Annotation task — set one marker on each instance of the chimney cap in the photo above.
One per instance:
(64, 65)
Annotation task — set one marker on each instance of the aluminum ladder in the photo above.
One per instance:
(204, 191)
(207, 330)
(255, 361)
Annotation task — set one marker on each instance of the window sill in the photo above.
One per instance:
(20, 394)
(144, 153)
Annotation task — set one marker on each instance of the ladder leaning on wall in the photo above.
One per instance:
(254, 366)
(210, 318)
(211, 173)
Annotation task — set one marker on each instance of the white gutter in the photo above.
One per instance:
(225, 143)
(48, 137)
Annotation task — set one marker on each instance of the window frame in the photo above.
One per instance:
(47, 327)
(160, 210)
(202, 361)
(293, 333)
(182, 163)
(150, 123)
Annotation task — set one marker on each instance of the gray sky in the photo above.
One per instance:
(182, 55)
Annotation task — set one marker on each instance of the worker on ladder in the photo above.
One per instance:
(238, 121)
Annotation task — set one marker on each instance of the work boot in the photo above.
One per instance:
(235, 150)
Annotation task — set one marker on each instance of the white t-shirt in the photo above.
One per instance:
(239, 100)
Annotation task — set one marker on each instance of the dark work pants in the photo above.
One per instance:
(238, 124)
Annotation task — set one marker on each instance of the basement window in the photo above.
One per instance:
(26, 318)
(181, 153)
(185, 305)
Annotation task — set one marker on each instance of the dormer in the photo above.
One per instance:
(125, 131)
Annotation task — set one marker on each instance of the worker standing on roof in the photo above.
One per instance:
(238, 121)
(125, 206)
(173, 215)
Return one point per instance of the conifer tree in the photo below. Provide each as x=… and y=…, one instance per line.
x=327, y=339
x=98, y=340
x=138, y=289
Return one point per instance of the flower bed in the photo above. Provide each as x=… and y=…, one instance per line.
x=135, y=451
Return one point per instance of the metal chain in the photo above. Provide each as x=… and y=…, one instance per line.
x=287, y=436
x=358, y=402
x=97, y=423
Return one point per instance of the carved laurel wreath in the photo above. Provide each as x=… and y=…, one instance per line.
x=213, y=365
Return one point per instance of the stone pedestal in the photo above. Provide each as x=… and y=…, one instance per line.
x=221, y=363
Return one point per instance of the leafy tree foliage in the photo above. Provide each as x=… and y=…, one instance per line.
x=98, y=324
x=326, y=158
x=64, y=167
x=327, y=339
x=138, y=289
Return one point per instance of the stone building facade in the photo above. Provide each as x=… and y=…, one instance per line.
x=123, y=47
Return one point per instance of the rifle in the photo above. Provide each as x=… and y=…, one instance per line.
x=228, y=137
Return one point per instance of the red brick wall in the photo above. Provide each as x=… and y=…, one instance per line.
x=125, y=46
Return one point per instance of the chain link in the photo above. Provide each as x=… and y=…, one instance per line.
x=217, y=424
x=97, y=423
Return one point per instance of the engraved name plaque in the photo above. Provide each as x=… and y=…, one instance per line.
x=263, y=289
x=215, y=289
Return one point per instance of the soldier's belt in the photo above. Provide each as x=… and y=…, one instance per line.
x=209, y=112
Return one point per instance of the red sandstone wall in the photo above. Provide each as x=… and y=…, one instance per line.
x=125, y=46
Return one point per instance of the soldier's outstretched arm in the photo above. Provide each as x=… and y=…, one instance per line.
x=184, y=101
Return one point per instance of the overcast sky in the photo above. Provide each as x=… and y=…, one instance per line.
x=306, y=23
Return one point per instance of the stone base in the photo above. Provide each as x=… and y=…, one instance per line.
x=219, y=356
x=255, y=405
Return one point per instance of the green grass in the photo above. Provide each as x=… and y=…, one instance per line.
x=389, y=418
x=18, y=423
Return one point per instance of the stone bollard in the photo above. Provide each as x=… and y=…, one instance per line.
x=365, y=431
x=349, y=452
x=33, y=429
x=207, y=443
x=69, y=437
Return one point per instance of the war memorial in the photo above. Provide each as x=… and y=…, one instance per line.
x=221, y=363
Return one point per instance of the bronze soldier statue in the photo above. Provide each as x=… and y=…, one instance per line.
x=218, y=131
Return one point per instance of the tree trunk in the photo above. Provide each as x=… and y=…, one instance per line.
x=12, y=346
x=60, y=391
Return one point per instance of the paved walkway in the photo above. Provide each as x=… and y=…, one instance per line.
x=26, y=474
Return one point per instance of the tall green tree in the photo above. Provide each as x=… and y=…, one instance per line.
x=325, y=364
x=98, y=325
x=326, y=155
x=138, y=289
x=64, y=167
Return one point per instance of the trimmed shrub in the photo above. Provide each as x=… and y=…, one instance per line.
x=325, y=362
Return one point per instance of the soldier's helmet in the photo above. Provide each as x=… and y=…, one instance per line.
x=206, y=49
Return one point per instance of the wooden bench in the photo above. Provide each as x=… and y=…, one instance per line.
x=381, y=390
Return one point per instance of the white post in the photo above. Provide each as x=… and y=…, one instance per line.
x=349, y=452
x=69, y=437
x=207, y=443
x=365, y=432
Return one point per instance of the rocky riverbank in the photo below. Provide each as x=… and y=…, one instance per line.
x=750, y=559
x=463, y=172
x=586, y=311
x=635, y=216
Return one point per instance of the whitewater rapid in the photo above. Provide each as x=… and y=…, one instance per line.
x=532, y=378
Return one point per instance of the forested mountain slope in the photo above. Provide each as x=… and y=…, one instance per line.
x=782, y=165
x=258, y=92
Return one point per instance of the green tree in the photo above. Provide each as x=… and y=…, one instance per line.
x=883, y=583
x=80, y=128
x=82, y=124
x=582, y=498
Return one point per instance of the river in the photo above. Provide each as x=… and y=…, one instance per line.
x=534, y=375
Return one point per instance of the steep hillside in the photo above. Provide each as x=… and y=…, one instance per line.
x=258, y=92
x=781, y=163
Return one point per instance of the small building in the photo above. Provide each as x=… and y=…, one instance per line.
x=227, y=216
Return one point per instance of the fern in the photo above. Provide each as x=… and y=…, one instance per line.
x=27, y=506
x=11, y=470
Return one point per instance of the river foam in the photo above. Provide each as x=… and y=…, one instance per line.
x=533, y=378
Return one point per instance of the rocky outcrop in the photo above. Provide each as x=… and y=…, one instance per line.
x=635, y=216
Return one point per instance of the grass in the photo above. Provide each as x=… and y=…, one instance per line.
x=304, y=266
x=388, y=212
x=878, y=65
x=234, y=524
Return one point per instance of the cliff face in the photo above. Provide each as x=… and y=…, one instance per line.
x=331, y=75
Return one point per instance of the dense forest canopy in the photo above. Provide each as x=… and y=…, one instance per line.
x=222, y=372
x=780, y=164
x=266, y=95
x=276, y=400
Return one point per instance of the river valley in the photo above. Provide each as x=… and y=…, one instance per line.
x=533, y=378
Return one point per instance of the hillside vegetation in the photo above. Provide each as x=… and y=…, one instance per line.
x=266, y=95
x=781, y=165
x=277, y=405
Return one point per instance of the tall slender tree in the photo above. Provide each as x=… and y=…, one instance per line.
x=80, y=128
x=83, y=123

▸ Directions: Please copy out each line of the listing above that contains the string "worker".

▸ Written response:
Annotation task — set one marker on each instance of the worker on ladder in the photo above.
Annotation task — set one marker on each instance of the worker standing on roof in the photo above.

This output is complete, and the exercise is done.